# Description of the task
Reproduce each of the following records verbatim, without any alteration.
——
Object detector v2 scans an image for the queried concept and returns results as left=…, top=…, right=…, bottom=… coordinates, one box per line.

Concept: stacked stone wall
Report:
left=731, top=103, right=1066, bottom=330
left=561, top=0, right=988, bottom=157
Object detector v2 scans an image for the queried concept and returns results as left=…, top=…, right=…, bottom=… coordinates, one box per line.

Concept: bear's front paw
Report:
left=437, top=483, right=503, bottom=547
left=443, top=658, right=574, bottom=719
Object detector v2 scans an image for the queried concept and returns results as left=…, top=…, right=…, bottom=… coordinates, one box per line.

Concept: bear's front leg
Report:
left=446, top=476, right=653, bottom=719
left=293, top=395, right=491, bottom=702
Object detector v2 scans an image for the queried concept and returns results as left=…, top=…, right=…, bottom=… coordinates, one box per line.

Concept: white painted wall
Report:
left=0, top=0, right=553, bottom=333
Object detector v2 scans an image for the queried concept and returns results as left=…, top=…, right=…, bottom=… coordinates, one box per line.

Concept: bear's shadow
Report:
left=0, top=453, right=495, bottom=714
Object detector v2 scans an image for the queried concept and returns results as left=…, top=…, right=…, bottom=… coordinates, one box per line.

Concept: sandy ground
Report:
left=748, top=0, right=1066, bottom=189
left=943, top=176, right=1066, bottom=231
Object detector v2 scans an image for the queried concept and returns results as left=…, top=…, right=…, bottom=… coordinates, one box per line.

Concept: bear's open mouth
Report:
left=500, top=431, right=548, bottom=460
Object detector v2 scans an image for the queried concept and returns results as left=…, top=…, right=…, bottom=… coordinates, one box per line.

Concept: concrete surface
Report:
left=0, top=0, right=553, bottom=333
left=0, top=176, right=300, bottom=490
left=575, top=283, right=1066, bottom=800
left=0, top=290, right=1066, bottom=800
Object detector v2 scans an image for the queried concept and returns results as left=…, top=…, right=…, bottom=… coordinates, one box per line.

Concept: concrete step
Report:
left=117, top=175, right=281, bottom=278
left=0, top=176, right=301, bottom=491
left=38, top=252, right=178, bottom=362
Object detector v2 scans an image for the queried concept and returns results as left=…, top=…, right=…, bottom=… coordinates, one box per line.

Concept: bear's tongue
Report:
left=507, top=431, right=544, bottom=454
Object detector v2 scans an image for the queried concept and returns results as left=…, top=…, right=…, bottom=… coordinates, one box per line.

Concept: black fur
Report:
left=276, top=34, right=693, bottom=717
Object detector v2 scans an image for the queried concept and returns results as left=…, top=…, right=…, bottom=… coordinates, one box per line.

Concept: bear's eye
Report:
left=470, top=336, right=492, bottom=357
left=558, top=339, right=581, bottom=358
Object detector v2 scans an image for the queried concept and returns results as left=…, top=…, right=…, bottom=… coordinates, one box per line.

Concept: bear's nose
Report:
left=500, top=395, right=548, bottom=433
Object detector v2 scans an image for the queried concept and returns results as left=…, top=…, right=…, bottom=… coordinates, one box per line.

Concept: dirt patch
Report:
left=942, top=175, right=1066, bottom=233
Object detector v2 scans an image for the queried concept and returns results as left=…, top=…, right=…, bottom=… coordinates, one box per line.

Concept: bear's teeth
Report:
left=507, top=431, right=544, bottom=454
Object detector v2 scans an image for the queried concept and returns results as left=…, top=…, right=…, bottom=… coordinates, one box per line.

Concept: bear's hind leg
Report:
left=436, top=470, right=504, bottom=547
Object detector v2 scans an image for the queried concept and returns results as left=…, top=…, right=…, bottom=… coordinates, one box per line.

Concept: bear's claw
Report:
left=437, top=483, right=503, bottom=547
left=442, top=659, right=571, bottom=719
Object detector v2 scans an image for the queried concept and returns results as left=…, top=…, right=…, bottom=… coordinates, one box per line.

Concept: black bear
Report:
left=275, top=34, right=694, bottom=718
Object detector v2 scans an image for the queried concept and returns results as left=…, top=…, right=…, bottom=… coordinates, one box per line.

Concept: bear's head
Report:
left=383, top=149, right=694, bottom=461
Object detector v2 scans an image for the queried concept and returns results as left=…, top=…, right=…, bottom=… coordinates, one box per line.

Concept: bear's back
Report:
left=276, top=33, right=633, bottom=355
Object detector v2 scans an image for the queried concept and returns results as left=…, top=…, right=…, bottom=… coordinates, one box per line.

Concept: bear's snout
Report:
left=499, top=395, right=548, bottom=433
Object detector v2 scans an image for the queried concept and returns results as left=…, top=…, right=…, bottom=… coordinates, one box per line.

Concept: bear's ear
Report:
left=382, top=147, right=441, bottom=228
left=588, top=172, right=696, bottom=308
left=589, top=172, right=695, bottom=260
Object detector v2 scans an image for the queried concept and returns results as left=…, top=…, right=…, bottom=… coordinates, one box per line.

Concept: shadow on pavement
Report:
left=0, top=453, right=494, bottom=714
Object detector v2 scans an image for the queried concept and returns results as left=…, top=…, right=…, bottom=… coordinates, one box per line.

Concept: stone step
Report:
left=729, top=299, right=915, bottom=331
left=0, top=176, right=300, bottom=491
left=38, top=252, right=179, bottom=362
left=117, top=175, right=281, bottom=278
——
# Task solution
Object detector v2 scans an image for the queried concept and returns results as left=…, top=…, right=…, bottom=… coordinates, one box per line.

Concept: stacked stone wall
Report:
left=731, top=103, right=1066, bottom=330
left=561, top=0, right=988, bottom=157
Object detector v2 scans an image for the queried concept and returns results as left=…, top=…, right=…, bottom=… coordinates, one box per line.

Concept: bear's front paw
Report:
left=437, top=483, right=503, bottom=547
left=443, top=658, right=574, bottom=719
Object detector v2 scans an image for the queried concept and returns results as left=…, top=…, right=…, bottom=… coordinates, one box per line.

Concept: bear's front leg
Report:
left=446, top=476, right=653, bottom=719
left=293, top=395, right=491, bottom=702
Object detector v2 scans an image for the queried concept and returns results as left=…, top=…, right=…, bottom=… coordinates, one box per line.

Concept: white painted wall
Report:
left=0, top=0, right=553, bottom=333
Object detector v2 scans an image for the queried concept and returns results as left=…, top=…, right=…, bottom=… coordinates, one box per line.

Concept: bear's shadow
Report:
left=0, top=453, right=495, bottom=714
Object detector v2 scans an image for the queried concept and returns results as left=…, top=…, right=…, bottom=… coordinates, one box per line.

Concept: sandy ground
Report:
left=748, top=0, right=1066, bottom=189
left=943, top=176, right=1066, bottom=231
Object detector v2 scans an image for the queried concept and returns results as left=…, top=…, right=…, bottom=… coordinates, one box per line.

Concept: bear's open mouth
Report:
left=500, top=431, right=548, bottom=460
Object detector v2 scans an image for the queried concept and returns results as left=…, top=…, right=…, bottom=… coordinates, one box per line.

Concept: concrete surface
Report:
left=0, top=0, right=553, bottom=333
left=0, top=176, right=300, bottom=490
left=575, top=283, right=1066, bottom=800
left=0, top=290, right=1066, bottom=800
Object detector v2 scans an image for the queried concept and returns results as left=…, top=…, right=…, bottom=… coordinates, one box per line.

Concept: concrete step
Report:
left=117, top=175, right=281, bottom=278
left=0, top=176, right=301, bottom=491
left=38, top=252, right=178, bottom=362
Object detector v2 scans an image for the queried concept and returns results as left=…, top=…, right=…, bottom=… coordinates, one box per line.

Concept: bear's tongue
Report:
left=507, top=431, right=544, bottom=454
Object detector v2 scans an image for the queried concept and returns results as left=…, top=…, right=…, bottom=… coordinates, one box per line.

Concept: black fur
Report:
left=276, top=34, right=693, bottom=717
Object detector v2 scans an image for the queried concept and returns results as left=…, top=…, right=…, bottom=… coordinates, one box per line.

Concept: bear's eye
Report:
left=470, top=336, right=492, bottom=357
left=558, top=339, right=581, bottom=358
Object detector v2 scans an image for the queried concept and returns results as left=…, top=…, right=…, bottom=… coordinates, one box per line.

Concept: bear's nose
Report:
left=500, top=395, right=548, bottom=433
Object detector v2 scans an image for the queried concept and returns results as left=…, top=…, right=…, bottom=… coordinates, one box per line.

Concept: dirt patch
Report:
left=942, top=175, right=1066, bottom=233
Object detector v2 scans an image for the queried concept and returns results as left=…, top=…, right=…, bottom=… coordinates, one box per line.

Concept: bear's teeth
Report:
left=507, top=431, right=544, bottom=454
Object detector v2 scans an image for the queried concept and returns results as left=…, top=…, right=…, bottom=… coordinates, one box per line.

Concept: bear's hind leg
Report:
left=436, top=470, right=504, bottom=547
Object detector v2 scans an image for the queried concept and returns results as left=…, top=…, right=…, bottom=… coordinates, one box per line.

Concept: bear's claw
Report:
left=437, top=483, right=503, bottom=547
left=442, top=659, right=571, bottom=719
Object detector v2 scans an image for the queried concept and returns results as left=…, top=…, right=…, bottom=… coordinates, one box per line.

Concept: black bear
Report:
left=275, top=34, right=694, bottom=718
Object detector v2 scans an image for the queried concept and returns results as left=…, top=…, right=…, bottom=… coordinates, one box per line.

Concept: bear's head
Report:
left=383, top=149, right=694, bottom=461
Object detector v2 scans an image for the queried concept and returns results as left=…, top=…, right=…, bottom=… coordinates, one box per line.

Concept: bear's back
Report:
left=276, top=33, right=633, bottom=355
Object detector v2 scans an image for the queried concept and returns results as left=…, top=…, right=…, bottom=… coordinates, one box per line.

Concept: bear's snout
Report:
left=499, top=395, right=548, bottom=433
Object detector v2 scans an image for the queried concept and returns results as left=…, top=…, right=…, bottom=… coordinates, one box per line.

Concept: bear's ear
Report:
left=382, top=147, right=441, bottom=228
left=588, top=172, right=696, bottom=308
left=589, top=172, right=695, bottom=260
Object detector v2 scans an image for the queried concept and returns results as left=…, top=…, right=…, bottom=… coordinates, one box per line.

Concept: shadow on pavement
Report:
left=0, top=453, right=494, bottom=714
Object detector v2 scans an image for the queried concept and returns results as left=…, top=…, right=…, bottom=… coordinates, one box per line.

Concept: stone step
Report:
left=729, top=299, right=915, bottom=331
left=0, top=176, right=300, bottom=491
left=38, top=252, right=179, bottom=362
left=117, top=175, right=281, bottom=278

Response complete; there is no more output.